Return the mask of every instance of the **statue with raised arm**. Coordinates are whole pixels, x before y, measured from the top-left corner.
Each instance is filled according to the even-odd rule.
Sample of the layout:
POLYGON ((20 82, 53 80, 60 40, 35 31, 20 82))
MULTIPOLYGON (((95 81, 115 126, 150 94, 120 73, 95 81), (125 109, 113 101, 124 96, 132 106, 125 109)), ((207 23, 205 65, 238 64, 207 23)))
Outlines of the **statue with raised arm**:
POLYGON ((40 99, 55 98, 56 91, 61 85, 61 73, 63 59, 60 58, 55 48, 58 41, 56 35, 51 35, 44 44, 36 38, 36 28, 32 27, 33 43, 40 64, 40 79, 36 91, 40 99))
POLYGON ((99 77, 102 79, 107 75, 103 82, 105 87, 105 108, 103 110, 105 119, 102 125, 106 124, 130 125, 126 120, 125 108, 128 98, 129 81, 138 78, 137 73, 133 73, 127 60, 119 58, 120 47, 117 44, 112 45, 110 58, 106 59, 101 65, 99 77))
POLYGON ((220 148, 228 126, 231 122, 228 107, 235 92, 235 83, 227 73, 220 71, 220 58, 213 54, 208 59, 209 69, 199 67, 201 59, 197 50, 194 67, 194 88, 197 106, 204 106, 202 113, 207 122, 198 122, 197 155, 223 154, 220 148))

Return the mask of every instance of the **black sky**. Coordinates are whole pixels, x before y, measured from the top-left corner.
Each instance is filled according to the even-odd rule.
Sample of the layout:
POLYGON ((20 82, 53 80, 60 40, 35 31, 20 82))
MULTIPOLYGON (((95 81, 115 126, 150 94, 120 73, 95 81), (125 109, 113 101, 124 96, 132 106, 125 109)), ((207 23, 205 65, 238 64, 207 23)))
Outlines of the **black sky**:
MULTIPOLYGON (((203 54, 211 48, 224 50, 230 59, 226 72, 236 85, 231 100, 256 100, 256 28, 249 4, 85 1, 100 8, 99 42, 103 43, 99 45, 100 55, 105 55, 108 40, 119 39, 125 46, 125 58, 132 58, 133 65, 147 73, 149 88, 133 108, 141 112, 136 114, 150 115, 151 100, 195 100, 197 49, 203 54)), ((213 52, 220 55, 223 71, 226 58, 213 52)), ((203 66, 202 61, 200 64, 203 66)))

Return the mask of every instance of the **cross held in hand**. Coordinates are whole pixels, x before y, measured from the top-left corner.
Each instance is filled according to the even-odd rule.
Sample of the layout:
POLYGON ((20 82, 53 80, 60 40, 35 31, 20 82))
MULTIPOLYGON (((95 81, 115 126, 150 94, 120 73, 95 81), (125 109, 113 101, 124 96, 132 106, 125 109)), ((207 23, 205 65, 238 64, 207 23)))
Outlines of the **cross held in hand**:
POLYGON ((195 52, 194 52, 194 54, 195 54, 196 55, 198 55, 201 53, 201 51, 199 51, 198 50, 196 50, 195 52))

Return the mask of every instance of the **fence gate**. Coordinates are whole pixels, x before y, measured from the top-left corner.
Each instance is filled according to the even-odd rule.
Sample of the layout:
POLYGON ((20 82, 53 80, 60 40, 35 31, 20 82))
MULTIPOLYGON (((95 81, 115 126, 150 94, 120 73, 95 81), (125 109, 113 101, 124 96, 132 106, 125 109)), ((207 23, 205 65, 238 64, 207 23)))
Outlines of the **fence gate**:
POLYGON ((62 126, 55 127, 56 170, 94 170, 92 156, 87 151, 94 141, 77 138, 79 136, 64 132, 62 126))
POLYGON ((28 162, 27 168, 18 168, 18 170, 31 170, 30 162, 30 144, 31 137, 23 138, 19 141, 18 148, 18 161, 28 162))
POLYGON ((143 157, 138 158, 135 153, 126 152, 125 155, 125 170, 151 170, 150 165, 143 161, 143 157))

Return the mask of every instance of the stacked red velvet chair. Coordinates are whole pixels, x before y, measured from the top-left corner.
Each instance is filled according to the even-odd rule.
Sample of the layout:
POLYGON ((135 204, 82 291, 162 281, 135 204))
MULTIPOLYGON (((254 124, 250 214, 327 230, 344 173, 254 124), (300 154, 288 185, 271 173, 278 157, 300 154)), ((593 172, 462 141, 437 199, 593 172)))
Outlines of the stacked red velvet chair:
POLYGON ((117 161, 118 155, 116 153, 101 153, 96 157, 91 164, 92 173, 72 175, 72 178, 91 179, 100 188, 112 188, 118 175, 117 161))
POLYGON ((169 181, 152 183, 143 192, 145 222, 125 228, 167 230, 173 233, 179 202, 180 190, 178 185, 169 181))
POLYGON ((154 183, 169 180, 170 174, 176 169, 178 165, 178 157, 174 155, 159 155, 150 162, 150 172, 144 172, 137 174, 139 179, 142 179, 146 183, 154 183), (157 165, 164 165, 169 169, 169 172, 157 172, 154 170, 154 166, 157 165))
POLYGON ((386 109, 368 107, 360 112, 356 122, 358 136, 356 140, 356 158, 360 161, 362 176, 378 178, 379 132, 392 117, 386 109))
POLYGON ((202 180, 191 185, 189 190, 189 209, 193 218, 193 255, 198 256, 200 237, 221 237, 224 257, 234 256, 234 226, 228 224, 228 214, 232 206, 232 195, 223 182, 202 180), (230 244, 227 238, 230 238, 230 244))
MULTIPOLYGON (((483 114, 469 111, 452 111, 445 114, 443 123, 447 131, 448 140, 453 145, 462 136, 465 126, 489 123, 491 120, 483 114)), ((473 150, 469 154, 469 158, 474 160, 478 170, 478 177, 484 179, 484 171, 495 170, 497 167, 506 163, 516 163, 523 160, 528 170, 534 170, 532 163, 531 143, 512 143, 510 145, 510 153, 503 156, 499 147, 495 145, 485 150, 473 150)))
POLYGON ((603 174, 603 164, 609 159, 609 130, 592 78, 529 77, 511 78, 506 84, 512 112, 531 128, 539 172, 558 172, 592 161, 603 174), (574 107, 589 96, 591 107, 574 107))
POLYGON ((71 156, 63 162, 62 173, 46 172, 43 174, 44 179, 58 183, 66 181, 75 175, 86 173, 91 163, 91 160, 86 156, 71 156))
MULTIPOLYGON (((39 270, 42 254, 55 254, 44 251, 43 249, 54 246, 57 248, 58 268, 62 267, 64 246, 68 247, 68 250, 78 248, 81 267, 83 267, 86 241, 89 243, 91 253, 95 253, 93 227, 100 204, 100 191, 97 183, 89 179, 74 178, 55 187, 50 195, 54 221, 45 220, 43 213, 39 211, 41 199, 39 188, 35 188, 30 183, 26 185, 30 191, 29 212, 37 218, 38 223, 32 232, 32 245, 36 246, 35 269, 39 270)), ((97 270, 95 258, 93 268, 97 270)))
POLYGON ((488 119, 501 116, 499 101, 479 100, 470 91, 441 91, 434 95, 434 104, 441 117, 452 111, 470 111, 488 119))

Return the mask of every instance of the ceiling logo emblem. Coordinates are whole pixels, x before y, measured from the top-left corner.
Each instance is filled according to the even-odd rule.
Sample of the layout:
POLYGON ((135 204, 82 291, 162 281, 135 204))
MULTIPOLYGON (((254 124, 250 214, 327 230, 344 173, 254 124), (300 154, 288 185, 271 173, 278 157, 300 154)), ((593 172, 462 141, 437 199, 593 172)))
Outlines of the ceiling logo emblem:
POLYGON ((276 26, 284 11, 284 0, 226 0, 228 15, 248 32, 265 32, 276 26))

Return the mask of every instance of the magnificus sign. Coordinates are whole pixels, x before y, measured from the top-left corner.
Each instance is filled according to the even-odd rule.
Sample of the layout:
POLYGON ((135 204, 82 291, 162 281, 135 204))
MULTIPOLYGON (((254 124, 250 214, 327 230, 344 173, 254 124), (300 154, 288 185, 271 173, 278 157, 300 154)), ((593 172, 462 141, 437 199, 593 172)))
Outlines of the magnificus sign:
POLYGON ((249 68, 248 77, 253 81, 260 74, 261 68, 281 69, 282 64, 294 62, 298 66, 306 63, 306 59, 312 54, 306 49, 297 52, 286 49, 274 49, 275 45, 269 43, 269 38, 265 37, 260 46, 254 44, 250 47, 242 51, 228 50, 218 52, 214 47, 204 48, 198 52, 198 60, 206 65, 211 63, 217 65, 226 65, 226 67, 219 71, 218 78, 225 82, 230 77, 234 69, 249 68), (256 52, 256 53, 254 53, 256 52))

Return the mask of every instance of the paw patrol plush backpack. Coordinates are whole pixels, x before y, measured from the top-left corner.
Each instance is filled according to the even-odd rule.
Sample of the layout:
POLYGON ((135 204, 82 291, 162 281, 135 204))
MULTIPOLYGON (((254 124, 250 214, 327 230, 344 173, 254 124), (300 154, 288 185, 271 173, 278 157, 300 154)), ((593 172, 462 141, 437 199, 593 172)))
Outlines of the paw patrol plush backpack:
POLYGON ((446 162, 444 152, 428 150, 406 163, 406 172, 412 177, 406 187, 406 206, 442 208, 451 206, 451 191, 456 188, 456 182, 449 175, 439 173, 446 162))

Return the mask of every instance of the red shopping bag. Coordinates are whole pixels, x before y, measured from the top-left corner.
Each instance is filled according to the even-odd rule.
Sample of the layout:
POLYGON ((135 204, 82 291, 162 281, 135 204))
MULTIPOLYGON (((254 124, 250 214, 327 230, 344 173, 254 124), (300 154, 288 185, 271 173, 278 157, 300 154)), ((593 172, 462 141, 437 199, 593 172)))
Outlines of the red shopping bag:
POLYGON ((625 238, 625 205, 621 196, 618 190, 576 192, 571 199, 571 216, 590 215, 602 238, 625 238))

▶ **EXERCISE REQUIREMENTS**:
Can you rewrite the stretch from the line containing "Return the mask of every instance of the **black" through the line containing "Outlines of the **black", with "night sky" in place of "black sky" and nothing else altered?

▶ **SOLUTION FOR THIS PROBLEM**:
Return the mask of every instance of the **night sky**. Coordinates are whole pixels, x before y, measured from the top-left corner.
Each instance is filled according to the even-odd rule.
Sample of the layout:
POLYGON ((20 82, 53 80, 60 40, 35 31, 20 82))
MULTIPOLYGON (((95 81, 115 126, 150 94, 120 73, 95 81), (125 109, 113 101, 124 96, 132 106, 125 109)), ((207 23, 205 65, 238 64, 207 23)))
Outlines of the **night sky**:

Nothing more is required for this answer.